### Trecho
'''

O Estado de S. Paulo, n. 46565, 14/04/2021. Política, p. A10

Entidades veem 'açodamento' em revisão da lei

Rayssa Motta
Anne  Warth
Camila Turtelli


Um grupo de 70 entidades da sociedade civil divulgou um manifesto com críticas ao debate, "de forma açodada", sobre a Lei de Segurança Nacional (LSN) pelo Congresso. A Câmara havia marcado para ontem a votação de urgência do projeto de lei que revoga a LSN, mas não houve acordo entre os parlamentares e a discussão foi adiada. Deputados querem mais tempo para analisar o texto da relatora, Margarete Coelho (Progressistas-pi). Segundo ela, a votação do projeto deve ocorrer na próxima terça-feira.

O documento das entidades – intitulado Pacto Pela Democracia – defende a superação da Lei de Segurança Nacional, mas com "participação e amplo debate". "Causa-nos extrema preocupação a possibilidade de votação, em regime de urgência, desse projeto, sem que seu conteúdo possa ser conhecido e debatido pelos diversos setores da sociedade, incluindo não só organizações e movimentos sociais, mas também juristas com expertise no tema", registra o comunicado.

Assinam a nota conjunta Associação Brasileira de Imprensa (ABI), Associação Brasileira de Jornalismo Investigativo (Abraji), Conectas Direitos Humanos, Fundação Tide Setúbal, Instituto Ethos de Empresas e Responsabilidade Social, Instituto Igarapé, Sociedade Brasileira para o Progresso da Ciência (SBPC), WWF Brasil, Oxfam Brasil, entre outras entidades e movimentos sociais.

"Por mais importante que seja a aprovação de um novo marco legal que proteja a democracia, isso não pode ocorrer de forma açodada, sem o adequado debate e reflexão, sob pena de reproduzir ou incluir conceitos e dispositivos incompatíveis com os pilares da Constituição Federal de 1988", argumentam.

Na manifestação, as entidades sugerem um debate com a sociedade civil antes da votação de um novo marco legal. Segundo elas, há preocupação com a possibilidade de a reforma da LSN abrir caminho para a criminalização de movimentos sociais e correntes políticas. A proposta é para que os novos mecanismos sejam aprovados na forma de um estatuto mais "conciso', sem termos "genéricos" ou "tipos penais imprecisos".

'''

### Dados
'''

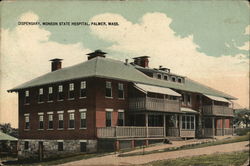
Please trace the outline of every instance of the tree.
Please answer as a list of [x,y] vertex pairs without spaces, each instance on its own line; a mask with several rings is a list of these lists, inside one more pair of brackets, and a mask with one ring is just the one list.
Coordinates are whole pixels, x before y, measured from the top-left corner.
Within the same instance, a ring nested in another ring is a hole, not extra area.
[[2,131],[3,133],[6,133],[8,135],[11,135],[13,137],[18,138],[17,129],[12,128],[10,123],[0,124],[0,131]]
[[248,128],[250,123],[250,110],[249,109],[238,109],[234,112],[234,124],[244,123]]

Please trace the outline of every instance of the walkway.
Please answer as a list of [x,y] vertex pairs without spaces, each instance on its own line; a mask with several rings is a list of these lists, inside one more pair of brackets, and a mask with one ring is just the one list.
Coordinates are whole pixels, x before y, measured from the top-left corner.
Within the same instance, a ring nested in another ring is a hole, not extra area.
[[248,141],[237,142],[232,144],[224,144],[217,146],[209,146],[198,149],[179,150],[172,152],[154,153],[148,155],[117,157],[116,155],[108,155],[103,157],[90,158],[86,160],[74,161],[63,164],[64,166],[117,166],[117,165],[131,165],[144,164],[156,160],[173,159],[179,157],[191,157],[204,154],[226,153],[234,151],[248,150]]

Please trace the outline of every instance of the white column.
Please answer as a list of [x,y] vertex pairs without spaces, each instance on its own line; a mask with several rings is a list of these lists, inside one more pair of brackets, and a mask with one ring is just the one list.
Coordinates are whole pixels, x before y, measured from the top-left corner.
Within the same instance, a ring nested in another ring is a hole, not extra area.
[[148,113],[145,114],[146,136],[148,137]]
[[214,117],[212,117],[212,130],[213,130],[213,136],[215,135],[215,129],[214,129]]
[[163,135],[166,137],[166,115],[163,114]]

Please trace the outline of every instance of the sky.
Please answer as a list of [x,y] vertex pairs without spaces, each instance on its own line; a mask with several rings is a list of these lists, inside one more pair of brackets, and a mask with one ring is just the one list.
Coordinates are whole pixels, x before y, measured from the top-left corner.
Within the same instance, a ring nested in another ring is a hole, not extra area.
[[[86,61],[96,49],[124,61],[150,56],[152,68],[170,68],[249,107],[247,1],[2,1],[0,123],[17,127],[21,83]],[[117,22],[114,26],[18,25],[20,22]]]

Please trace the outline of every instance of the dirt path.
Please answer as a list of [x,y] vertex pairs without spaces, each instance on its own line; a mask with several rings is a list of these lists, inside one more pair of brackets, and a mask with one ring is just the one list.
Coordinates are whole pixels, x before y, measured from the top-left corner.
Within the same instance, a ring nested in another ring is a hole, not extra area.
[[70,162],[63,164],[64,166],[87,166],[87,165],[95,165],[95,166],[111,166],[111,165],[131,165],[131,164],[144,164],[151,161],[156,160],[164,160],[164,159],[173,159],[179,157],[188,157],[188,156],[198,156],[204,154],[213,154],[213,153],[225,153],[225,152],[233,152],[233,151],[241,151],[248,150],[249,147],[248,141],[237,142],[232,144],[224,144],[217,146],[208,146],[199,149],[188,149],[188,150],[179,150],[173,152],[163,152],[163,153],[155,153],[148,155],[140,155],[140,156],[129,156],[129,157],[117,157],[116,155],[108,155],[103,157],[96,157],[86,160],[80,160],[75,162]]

'''
'''

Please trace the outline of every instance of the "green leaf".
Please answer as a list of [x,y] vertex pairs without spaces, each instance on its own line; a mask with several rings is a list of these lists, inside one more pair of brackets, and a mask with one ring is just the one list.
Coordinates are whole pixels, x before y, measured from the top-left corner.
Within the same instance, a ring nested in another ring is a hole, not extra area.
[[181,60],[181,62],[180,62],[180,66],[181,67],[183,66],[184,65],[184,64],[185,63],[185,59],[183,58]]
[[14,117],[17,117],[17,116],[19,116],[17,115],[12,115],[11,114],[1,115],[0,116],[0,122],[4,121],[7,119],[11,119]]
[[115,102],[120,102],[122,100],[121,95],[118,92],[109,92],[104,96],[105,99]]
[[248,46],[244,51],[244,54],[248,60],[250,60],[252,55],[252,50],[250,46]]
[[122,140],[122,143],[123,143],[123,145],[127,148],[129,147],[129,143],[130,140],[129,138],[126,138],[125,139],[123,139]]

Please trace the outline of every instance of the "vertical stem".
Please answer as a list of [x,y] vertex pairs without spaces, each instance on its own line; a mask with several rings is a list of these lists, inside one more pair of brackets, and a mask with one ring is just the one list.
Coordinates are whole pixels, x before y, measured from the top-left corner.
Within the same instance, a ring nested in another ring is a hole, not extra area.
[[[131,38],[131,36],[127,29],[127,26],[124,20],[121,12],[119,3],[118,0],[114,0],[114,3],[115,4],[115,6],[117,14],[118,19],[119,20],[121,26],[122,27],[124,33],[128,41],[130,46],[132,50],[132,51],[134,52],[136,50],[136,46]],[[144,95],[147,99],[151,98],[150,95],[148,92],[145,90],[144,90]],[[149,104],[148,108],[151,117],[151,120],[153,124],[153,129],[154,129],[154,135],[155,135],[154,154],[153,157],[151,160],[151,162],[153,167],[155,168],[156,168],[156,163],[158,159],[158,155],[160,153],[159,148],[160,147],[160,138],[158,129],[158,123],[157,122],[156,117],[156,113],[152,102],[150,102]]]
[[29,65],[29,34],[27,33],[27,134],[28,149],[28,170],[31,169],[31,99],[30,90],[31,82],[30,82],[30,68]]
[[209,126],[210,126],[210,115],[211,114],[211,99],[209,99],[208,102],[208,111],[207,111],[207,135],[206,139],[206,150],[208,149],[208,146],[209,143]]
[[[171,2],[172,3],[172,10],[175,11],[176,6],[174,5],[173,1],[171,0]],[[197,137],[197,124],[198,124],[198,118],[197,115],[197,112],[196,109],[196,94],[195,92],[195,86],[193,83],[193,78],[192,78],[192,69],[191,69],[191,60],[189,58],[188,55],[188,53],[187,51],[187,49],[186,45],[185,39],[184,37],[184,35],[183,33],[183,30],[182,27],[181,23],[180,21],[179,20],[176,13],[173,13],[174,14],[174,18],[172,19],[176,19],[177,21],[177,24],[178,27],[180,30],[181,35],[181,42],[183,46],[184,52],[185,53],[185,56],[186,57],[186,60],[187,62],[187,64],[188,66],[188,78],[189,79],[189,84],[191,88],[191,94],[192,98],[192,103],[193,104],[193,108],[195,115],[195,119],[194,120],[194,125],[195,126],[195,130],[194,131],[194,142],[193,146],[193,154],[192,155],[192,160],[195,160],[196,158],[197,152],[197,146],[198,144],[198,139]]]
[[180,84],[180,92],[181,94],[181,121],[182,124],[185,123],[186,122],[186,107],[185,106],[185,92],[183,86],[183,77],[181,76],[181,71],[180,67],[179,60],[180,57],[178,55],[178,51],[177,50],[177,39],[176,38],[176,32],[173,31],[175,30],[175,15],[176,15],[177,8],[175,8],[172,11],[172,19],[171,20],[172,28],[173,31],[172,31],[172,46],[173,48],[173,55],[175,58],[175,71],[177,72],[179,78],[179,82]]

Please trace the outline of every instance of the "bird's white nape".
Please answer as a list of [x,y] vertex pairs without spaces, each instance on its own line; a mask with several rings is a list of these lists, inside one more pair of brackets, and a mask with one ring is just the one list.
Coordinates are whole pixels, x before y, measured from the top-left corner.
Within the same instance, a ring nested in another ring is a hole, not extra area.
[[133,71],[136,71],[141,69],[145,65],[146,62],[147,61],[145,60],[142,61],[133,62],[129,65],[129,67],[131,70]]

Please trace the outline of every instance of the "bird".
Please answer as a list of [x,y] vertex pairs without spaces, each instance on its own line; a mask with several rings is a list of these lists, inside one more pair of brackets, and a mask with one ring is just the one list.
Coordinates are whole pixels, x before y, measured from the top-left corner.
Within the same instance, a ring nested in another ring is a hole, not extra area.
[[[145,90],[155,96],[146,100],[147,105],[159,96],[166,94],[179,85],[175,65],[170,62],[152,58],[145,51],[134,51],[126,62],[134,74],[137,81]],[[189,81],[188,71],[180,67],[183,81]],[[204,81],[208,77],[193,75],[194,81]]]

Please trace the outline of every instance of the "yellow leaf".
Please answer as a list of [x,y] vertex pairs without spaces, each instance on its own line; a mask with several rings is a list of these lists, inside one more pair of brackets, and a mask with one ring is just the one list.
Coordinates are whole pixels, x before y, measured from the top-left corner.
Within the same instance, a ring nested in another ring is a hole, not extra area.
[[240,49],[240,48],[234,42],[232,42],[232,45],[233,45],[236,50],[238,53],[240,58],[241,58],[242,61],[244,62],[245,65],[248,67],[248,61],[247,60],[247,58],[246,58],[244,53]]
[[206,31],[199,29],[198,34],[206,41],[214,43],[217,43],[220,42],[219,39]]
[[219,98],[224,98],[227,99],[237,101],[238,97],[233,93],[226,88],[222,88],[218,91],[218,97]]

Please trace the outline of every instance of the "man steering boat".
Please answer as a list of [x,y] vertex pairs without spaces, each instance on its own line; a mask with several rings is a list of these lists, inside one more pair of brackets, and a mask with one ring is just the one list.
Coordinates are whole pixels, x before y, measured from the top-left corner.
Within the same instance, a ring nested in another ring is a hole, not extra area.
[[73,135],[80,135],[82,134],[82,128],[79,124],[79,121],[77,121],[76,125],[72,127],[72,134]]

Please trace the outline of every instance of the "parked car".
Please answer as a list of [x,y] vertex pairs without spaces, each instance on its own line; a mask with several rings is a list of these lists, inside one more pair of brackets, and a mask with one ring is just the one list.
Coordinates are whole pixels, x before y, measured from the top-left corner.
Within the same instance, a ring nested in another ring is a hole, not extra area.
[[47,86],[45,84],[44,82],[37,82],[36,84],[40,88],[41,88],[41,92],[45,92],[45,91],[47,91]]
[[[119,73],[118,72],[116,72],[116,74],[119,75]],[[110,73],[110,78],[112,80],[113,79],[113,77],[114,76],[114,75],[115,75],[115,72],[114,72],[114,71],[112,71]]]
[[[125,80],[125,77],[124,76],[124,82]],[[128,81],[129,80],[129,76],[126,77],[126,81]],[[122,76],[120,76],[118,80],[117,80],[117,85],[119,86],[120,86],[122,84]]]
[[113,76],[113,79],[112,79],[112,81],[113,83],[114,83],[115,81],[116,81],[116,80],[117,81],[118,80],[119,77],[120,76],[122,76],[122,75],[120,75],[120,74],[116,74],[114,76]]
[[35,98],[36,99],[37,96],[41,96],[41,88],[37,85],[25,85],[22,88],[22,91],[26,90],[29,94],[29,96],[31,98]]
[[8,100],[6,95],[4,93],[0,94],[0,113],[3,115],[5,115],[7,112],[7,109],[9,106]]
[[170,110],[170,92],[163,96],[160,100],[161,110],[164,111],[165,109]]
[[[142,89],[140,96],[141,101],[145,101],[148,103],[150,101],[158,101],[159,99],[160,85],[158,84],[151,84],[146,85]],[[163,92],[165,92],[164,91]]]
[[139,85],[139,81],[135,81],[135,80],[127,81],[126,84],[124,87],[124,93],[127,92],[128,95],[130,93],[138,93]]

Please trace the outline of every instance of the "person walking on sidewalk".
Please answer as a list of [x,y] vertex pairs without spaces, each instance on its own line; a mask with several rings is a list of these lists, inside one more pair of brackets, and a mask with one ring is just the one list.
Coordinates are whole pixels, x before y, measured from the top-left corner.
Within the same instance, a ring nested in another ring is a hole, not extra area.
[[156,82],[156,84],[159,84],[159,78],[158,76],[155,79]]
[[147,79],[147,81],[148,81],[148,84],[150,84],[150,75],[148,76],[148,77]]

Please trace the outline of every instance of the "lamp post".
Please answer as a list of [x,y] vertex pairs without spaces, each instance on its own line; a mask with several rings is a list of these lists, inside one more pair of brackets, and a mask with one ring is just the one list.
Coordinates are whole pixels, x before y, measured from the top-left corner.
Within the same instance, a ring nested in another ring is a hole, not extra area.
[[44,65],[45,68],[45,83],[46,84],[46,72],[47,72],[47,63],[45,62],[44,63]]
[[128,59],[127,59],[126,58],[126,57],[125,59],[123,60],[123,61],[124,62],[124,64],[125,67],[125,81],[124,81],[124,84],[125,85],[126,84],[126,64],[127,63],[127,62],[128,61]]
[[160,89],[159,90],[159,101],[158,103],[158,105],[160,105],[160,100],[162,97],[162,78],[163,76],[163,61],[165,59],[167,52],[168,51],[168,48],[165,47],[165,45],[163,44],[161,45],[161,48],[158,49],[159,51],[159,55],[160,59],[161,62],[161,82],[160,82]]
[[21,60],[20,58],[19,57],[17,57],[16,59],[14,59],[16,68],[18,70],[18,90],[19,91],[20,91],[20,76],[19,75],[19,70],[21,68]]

'''
'''

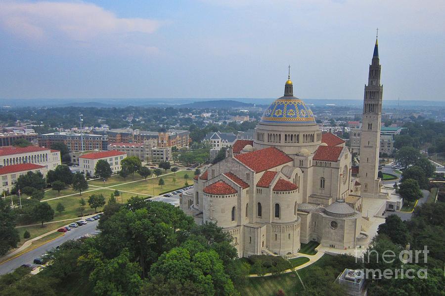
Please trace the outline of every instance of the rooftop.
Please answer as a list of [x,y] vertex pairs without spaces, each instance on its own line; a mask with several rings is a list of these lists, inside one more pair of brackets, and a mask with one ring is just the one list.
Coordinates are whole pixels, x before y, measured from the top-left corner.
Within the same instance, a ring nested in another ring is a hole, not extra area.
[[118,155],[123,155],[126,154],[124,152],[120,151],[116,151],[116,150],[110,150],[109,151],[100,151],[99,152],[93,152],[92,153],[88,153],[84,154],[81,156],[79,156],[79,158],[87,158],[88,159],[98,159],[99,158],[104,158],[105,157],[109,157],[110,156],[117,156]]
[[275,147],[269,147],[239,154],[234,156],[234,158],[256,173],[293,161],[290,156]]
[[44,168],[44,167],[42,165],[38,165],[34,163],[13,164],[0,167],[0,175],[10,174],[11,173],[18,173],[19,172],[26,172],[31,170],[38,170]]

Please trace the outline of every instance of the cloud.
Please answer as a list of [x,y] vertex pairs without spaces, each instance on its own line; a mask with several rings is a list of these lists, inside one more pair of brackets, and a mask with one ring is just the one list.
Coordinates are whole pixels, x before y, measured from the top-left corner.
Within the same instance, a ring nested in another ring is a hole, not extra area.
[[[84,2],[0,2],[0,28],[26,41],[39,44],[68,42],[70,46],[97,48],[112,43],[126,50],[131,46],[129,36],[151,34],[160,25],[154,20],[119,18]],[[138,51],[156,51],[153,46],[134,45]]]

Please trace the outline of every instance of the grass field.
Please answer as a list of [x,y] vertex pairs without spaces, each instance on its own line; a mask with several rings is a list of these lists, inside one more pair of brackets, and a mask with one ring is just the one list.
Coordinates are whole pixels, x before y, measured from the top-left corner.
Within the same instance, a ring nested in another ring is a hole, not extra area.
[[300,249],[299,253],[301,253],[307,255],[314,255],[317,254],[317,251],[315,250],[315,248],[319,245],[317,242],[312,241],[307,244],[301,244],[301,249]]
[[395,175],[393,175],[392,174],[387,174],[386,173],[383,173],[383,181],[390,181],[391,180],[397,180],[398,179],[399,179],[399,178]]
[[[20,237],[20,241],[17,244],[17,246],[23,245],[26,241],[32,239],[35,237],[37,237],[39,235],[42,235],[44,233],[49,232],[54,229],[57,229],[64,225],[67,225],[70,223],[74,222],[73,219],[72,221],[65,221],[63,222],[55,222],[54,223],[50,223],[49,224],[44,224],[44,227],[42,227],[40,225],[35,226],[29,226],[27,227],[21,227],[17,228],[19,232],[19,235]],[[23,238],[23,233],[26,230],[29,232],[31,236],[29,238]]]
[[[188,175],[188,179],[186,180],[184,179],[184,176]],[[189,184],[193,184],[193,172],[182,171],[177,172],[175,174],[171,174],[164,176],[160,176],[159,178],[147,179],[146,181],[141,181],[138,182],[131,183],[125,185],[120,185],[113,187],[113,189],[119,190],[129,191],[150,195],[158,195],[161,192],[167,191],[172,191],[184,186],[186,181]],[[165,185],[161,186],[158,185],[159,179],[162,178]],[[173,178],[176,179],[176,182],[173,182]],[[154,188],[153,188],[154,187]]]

'''

### Instruções e requisitos
Dê continuidade à notícia sobre o manifesto das entidades contra a votação apressada da revisão da Lei de Segurança Nacional, escrevendo a partir do último parágrafo apresentado.

### Resultado da tarefa
A deputada Margarete Coelho afirmou na semana passada ao Estadão/broadcast que a intenção da Câmara é revogar a atual legislação. De acordo com a parlamentar, no lugar será votada a chamada "Lei de Defesa do Estado Democrático de Direito", que pressupõe, entre outros pontos, instituir o crime de "golpe de estado", inexistente na legislação atual nestes termos. O novo texto terá como base um projeto apresentado em 2002 pelo então ministro da Justiça, Miguel Reale Júnior.

Investigações. A Lei da Segurança Nacional foi sancionada pelo presidente João Figueiredo em 1983 para listar crimes que afetem a ordem política e social – incluindo aqueles cometidos contra a democracia, a soberania nacional, as instituições e a pessoa do presidente da República. O dispositivo voltou ao debate após investigações serem abertas com base na lei no governo Jair Bolsonaro.

"A tramitação de uma legislação de tamanha envergadura para a democracia não pode avançar sem amplo debate e participação de qualidade de diferentes setores da sociedade brasileira", diz o Pacto. "Um compromisso para que a nova legislação não incorra no risco de respaldar ataques à democracia e perseguições contra movimentos e entidades pressupõe que diferentes momentos de escuta qualificada sejam promovidos nas Casas Legislativas", sustentam as entidades. / Rayssa Motta, Anne Warth e Camila Turtelli

'Ameaça'

"O novo marco não pode servir de ameaça à ação de organizações da sociedade civil, movimentos sociais e ao pluralismo político, que são base da democracia brasileira."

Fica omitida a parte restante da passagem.